## begin Quoted text
Still, the railway reported adjusted net income for the quarter of $424-million, or 90¢ a diluted share, excluding a one-time real estate sale and a tax gain during the last three months of the year. That was down nearly 20% what it earned in the quarter last year, and below the Street’s expectations of 91¢ a share, according to Bloomberg estimates.

The drop was largely attributed to the impact the stronger Canadian dollar had on the value of its U.S. shipments; the boost it got last year from the lag in its fuel surcharge; and a five-day strike in December. Collectively those negatively impacted earnings by 35¢ a share during the quarter compared to 2009.

CN’s volumes, measured by carloads, were flat year-over-year. But they were up were up 4% compared to the third-quarter, which management said was an encouraging sign that the economy is improving.

Management said they are now aiming for “double-digit” earning per share growth and a “high single-digit” volume growth in 2010.
## end Quoted text
## begin Extracted information
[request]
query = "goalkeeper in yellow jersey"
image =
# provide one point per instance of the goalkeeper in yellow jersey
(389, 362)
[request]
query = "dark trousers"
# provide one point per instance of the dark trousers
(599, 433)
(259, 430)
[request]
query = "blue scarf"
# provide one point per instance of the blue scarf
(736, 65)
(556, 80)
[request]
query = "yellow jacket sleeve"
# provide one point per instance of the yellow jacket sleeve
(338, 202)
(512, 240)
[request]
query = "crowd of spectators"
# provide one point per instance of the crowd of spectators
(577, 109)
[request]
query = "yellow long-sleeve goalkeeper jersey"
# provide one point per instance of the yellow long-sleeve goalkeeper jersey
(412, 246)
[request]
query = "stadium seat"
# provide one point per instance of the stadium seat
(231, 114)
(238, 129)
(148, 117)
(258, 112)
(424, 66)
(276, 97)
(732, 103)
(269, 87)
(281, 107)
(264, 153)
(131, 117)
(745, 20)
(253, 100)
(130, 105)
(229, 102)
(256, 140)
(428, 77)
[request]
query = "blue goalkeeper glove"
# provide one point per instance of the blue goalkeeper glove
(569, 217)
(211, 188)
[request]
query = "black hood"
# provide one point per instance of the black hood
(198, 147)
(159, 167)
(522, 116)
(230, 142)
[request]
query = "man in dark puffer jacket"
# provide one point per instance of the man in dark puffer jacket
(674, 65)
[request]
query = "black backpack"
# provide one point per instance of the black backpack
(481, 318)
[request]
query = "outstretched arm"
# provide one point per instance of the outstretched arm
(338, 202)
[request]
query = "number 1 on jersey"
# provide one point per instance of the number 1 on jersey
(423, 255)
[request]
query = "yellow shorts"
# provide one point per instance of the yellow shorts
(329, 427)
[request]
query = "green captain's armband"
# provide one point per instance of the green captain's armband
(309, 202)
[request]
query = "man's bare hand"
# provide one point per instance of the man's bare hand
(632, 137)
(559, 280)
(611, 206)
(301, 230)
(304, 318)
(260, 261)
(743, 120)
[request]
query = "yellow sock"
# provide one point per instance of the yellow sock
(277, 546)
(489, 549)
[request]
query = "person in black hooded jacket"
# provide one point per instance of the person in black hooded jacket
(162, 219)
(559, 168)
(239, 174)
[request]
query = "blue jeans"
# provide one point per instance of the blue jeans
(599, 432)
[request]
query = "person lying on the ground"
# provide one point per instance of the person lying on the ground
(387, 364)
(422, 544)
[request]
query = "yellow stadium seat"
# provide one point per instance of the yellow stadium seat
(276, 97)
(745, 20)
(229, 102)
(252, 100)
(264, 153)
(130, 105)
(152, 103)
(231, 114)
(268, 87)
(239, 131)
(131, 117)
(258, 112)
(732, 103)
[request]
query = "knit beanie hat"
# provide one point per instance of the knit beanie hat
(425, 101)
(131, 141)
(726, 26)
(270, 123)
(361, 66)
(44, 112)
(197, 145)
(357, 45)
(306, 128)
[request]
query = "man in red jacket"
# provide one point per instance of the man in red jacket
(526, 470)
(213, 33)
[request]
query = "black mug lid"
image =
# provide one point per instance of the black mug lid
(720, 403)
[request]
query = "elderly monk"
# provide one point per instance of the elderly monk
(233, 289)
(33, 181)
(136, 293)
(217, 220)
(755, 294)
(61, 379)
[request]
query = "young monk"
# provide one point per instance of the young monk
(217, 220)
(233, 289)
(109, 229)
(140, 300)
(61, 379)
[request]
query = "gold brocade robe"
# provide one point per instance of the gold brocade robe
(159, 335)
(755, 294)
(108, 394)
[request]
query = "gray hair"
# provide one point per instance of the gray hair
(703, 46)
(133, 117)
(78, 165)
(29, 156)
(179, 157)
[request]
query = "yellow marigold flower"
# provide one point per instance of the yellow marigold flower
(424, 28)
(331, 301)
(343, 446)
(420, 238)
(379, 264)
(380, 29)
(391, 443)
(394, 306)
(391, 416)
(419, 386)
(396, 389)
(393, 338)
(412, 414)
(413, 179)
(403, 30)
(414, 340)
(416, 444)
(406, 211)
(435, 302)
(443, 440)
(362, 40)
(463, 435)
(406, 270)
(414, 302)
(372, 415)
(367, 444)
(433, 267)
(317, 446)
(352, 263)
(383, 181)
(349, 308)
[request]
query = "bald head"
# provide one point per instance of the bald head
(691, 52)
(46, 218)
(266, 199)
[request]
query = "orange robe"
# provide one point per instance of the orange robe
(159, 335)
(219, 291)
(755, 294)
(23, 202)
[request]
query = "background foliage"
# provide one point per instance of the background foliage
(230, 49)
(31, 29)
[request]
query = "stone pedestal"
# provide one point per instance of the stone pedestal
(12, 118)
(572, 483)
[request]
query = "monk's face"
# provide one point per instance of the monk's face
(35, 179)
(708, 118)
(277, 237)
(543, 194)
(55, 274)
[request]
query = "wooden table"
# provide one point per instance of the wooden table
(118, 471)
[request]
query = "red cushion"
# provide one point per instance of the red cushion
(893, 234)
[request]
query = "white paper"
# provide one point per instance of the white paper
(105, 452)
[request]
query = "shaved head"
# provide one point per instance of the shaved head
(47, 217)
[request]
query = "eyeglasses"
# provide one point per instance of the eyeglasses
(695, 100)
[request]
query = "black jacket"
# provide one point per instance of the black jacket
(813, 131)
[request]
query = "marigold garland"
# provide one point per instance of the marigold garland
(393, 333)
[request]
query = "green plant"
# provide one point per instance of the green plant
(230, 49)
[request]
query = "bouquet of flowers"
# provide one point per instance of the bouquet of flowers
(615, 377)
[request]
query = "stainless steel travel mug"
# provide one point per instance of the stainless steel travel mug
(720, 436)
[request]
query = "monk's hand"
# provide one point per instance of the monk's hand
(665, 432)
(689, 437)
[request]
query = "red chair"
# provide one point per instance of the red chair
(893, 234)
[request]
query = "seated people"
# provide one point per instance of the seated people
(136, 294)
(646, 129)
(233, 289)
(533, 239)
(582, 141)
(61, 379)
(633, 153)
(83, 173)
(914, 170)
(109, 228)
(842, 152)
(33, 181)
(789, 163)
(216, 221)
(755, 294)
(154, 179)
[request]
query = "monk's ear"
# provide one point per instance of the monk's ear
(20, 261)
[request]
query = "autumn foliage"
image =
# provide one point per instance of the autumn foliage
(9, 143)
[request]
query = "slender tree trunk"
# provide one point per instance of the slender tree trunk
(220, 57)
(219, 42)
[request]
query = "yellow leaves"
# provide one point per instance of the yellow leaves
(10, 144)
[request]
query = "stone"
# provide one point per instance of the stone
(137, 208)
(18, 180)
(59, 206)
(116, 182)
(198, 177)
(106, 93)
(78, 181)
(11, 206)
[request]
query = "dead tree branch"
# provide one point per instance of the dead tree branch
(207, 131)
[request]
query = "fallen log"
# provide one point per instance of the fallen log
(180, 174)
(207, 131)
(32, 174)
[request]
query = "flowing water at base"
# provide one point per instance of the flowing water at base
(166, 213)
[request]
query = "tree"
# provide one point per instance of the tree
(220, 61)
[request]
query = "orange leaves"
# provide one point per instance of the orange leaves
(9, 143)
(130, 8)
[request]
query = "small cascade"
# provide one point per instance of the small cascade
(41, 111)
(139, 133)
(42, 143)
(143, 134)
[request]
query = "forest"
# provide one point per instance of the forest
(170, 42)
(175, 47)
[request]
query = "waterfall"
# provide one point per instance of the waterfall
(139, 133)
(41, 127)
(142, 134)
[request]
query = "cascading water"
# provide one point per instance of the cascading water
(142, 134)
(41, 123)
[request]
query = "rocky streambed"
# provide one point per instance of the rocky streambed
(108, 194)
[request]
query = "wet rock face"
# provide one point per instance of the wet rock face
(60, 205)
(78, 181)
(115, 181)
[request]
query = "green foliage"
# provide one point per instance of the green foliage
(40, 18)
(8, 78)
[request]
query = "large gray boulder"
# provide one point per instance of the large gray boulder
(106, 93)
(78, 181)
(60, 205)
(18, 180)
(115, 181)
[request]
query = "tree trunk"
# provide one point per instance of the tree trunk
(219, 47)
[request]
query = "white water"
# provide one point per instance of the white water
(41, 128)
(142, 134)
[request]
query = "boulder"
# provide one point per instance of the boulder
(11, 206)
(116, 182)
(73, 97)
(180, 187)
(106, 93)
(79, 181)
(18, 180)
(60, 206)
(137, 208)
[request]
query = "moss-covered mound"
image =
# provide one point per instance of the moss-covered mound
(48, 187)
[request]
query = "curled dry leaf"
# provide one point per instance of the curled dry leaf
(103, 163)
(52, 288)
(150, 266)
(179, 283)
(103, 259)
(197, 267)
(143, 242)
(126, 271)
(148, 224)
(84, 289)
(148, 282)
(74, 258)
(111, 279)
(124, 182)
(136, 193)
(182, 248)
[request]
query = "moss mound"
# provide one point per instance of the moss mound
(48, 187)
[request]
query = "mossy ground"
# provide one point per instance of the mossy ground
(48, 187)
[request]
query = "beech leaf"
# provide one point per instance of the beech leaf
## end Extracted information
Transcribe the part of the railway earnings text above, beginning with the words "Still, the railway" and ending after the words "economy is improving.".

Still, the railway reported adjusted net income for the quarter of $424-million, or 90¢ a diluted share, excluding a one-time real estate sale and a tax gain during the last three months of the year. That was down nearly 20% what it earned in the quarter last year, and below the Street’s expectations of 91¢ a share, according to Bloomberg estimates.

The drop was largely attributed to the impact the stronger Canadian dollar had on the value of its U.S. shipments; the boost it got last year from the lag in its fuel surcharge; and a five-day strike in December. Collectively those negatively impacted earnings by 35¢ a share during the quarter compared to 2009.

CN’s volumes, measured by carloads, were flat year-over-year. But they were up were up 4% compared to the third-quarter, which management said was an encouraging sign that the economy is improving.